Point labeling data excerpts:
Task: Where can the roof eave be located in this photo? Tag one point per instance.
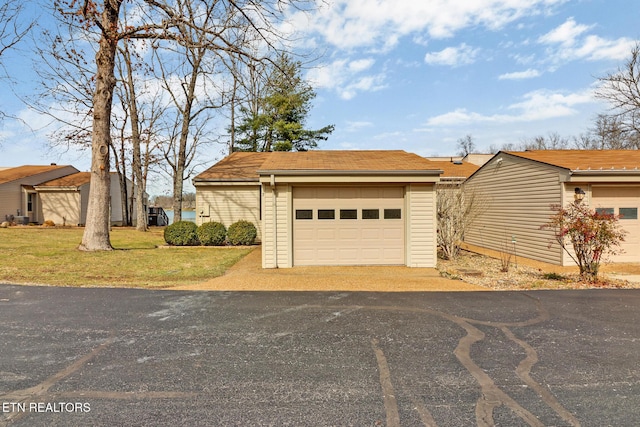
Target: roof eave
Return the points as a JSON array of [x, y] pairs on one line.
[[324, 172]]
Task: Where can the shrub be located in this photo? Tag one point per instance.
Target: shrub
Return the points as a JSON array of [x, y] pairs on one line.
[[181, 233], [242, 233], [591, 234], [212, 234]]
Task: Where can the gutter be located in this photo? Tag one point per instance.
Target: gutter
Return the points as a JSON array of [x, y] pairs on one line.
[[324, 172]]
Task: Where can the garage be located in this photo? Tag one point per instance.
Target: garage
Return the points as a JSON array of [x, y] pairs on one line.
[[348, 225], [329, 208], [623, 201]]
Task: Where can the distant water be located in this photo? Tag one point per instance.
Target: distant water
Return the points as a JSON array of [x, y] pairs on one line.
[[186, 215]]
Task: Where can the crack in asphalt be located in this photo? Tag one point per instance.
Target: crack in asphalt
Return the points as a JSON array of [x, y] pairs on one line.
[[491, 396]]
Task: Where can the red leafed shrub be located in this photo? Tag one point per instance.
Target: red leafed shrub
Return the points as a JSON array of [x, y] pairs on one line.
[[591, 234]]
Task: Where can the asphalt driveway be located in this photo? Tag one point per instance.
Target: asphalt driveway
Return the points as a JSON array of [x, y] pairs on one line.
[[76, 357]]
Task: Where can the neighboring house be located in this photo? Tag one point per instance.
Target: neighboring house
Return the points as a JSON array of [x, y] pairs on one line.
[[34, 194], [520, 188], [18, 198], [64, 200], [230, 191], [328, 207]]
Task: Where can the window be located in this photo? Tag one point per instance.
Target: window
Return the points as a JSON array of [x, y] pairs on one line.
[[604, 211], [326, 214], [348, 214], [371, 214], [392, 213], [304, 214], [628, 213]]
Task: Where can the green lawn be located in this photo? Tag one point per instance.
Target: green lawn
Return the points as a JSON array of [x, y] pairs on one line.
[[35, 255]]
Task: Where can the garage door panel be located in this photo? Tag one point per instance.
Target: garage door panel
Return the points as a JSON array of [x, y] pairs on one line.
[[348, 241]]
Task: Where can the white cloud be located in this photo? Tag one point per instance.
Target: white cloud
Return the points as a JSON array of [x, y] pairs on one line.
[[564, 34], [345, 77], [520, 75], [352, 126], [570, 42], [536, 105], [349, 24], [453, 56]]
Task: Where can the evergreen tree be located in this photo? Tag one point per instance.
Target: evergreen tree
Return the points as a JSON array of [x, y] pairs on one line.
[[276, 120]]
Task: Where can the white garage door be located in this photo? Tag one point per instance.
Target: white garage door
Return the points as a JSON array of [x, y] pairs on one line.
[[623, 201], [348, 226]]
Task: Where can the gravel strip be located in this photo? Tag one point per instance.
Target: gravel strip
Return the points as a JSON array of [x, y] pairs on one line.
[[488, 272]]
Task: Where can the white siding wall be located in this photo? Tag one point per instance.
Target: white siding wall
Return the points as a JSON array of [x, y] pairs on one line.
[[518, 196], [229, 203], [276, 232], [421, 226]]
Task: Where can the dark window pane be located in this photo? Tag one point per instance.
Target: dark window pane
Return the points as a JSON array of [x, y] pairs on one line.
[[370, 213], [326, 214], [304, 214], [392, 213], [628, 213], [607, 211], [348, 214]]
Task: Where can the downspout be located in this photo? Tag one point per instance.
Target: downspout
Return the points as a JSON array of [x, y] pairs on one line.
[[274, 191]]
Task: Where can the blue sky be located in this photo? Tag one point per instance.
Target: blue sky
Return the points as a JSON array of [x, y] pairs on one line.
[[419, 75]]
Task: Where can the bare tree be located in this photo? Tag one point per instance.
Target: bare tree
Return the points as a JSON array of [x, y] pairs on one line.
[[466, 145], [621, 89], [456, 209], [156, 20]]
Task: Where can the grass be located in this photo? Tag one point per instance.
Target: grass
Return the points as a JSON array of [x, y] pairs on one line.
[[35, 255]]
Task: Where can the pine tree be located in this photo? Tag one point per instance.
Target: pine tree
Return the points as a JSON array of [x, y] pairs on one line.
[[276, 123]]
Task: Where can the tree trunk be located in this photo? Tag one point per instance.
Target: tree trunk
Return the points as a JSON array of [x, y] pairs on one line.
[[96, 233], [136, 164]]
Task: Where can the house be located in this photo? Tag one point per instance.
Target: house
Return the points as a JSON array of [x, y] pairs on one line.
[[230, 191], [34, 194], [520, 188], [455, 172], [19, 200], [328, 207]]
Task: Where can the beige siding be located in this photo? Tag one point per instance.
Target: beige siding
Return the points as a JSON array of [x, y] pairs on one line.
[[12, 197], [10, 200], [421, 226], [519, 195], [620, 197], [61, 207], [276, 232], [228, 203]]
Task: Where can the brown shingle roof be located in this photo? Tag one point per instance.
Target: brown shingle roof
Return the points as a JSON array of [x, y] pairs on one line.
[[584, 159], [237, 166], [456, 170], [246, 166], [73, 180], [335, 160], [20, 172]]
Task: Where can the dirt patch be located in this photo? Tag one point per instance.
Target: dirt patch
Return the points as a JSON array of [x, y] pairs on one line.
[[524, 274], [248, 275]]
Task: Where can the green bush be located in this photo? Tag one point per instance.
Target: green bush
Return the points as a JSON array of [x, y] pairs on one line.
[[242, 233], [212, 234], [181, 233]]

## Problem details
Reproduce all of the data above word for word, leaving out the pictures.

## Complete answer
Task: Where can the roof eave be located in this photo? Tag one point per instance.
Target: roof eave
Return the points as a JSON array of [x, y] pairs on one line.
[[324, 172]]
Task: Where can the shrub be located in this photo? Tag one point per instance.
Target: shrub
Return the points as a JSON array of [x, y] pairs on one line.
[[181, 233], [242, 233], [591, 234], [212, 234]]
Task: Where can the gutter be located in this photo? Tag one point per instance.
Target: gutter
Return the points as a JSON array of [x, y] pairs on one line.
[[324, 172]]
Task: Where can the garage be located in this photo? Tag one point per instance.
Target: garage
Return the points as a JSON array of [x, y] pairs on one line.
[[348, 225], [329, 208], [623, 201]]
Task: Where can the distant water be located in this photo? Tag one point per instance.
Target: distant water
Return the points as a JSON array of [x, y] pairs on one line.
[[186, 215]]
Task: Where can the crack in asphalt be located in this photo? Tag one point per instance.
Target: crack in asphalt
Return the points as a JSON array of [x, y] pairs on one line.
[[491, 396]]
Task: Where can the red leafed shrub be located in this photo? Tag one point per instance.
Target: red leafed shrub
Return the points as a JSON array of [x, y] pairs on one line.
[[591, 234]]
Task: Where can the asphalt driveway be located in this photo? Tag one point per instance.
Target: asphalt driveway
Return the points as a JSON array of [x, y] pairs on one line.
[[76, 357]]
Task: Where can the neighboring house be located in this photo? Tag one point per instance.
Target: neighboring house
Return the points as a JSON array of [x, y] pairs on one line.
[[34, 194], [520, 188], [18, 198], [64, 200], [230, 191], [328, 207]]
Task: Where can the window be located in this photo? Tag one point per instance.
Target: window
Return the points as a JSON array of [x, y] pairs on one line.
[[604, 211], [326, 214], [348, 214], [371, 214], [392, 213], [304, 214], [628, 213]]
Task: Where can the green lawn be located in this photo? Tag one point per instance.
Target: green lawn
Return the points as a JSON array of [x, y] pairs on one line.
[[35, 255]]
Task: Where can the garage door panel be located in this photo? Tag one point per instance.
Target: garage door panel
Return the points as a JSON array of [x, y] pairs on one line.
[[348, 241]]
Task: Where can the white cloud be located in this photo? Tag one point per instance.
Target: white cloud
Return the points as a JSON array of [x, y] pairs on one line.
[[564, 34], [345, 77], [520, 75], [352, 126], [570, 42], [536, 105], [349, 24], [453, 56]]
Task: Where can the evergreen tree be located in this photo? Tag one point per instance.
Target: evergreen tree
Return the points as a JSON array of [x, y] pairs on one line.
[[276, 120]]
Task: Where can the white garage door be located in this photo? Tag one point per instance.
Target: white garage door
Return the points as a JSON array of [x, y] pairs on one line.
[[623, 201], [348, 226]]
Task: Where can the gravel strip be located in this photo? Tag one point per instance.
Target: gravel strip
Return the points as a JSON array of [x, y] pairs on one line.
[[488, 272]]
Task: Where can the white siding wall be located in this photo? Tag one point per instance.
Target: white siding wall
Return the points as a JSON array of [x, y] pairs on one line.
[[518, 196], [229, 203], [276, 232], [421, 226]]
Task: Where can the dark window pane be located in this photo? Tag one point per instance.
Target: dark window pane
Return the points as a JSON array of [x, y] pairs on one line.
[[370, 213], [326, 214], [304, 214], [392, 213], [628, 213], [607, 211], [348, 214]]
Task: Where can the downspout be located in this photo? Tag one point per instance.
Target: downspout
Return the points as a JSON array of [x, y] pairs on one line.
[[274, 191]]
Task: Where can the blue sky be located in this photo? Tag one point per instance.
Target: blue sky
Return the points as a JSON array of [x, y] pairs on one line.
[[419, 75]]
Task: Where can the bare tree be located in this photo? Tag one point per instance.
Target: bare tree
Return the points as a JSON array of [x, y] pairs on one line.
[[466, 145], [621, 89], [456, 209], [156, 20]]
Task: Where can the grass be located in this photo? Tag one point per instance.
Target: grass
Return the points as a JSON array of [x, y] pairs on one line.
[[35, 255]]
Task: Where can the pine tree be located in this photo? Tag one point per instance.
Target: pine tree
Return the points as a JSON array of [x, y] pairs on one line.
[[276, 123]]
Task: Where can the tree trunk be located in this photo? Tag one point per instance.
Target: tree trunk
Return the points as a JSON array of [x, y] pairs on one line.
[[96, 233], [136, 164]]
Task: Where can the house be located in this photo? Tag one point per instance.
Target: house
Return the points as a JSON array of [x, y] pairs on one line.
[[230, 191], [34, 194], [520, 188], [455, 172], [19, 200], [328, 207]]
Task: Where can the beige siding be located in this photo? Tag one point per instance.
Target: beige siding
Return the points as a JSON array of [x, y] pairs on one line.
[[12, 197], [10, 200], [421, 226], [519, 195], [620, 197], [61, 207], [276, 232], [228, 203]]
Task: Where can the brown shingle roof be located in this photo? Tag one point per instance.
Target: brown shingle roof
Return the points as a JSON array of [x, y] pairs on one line.
[[584, 159], [237, 166], [456, 170], [246, 166], [73, 180], [335, 160], [20, 172]]
Task: Where can the dirt patch be located in this photo? Tag one point per instance.
Target: dirt patch
Return the points as a JSON array of [x, y] pairs on one line.
[[524, 274], [248, 275]]
Task: Where can the green bush be located in this photo? Tag one point per instance.
Target: green bush
Return the points as a JSON array of [x, y] pairs on one line.
[[242, 233], [212, 234], [181, 233]]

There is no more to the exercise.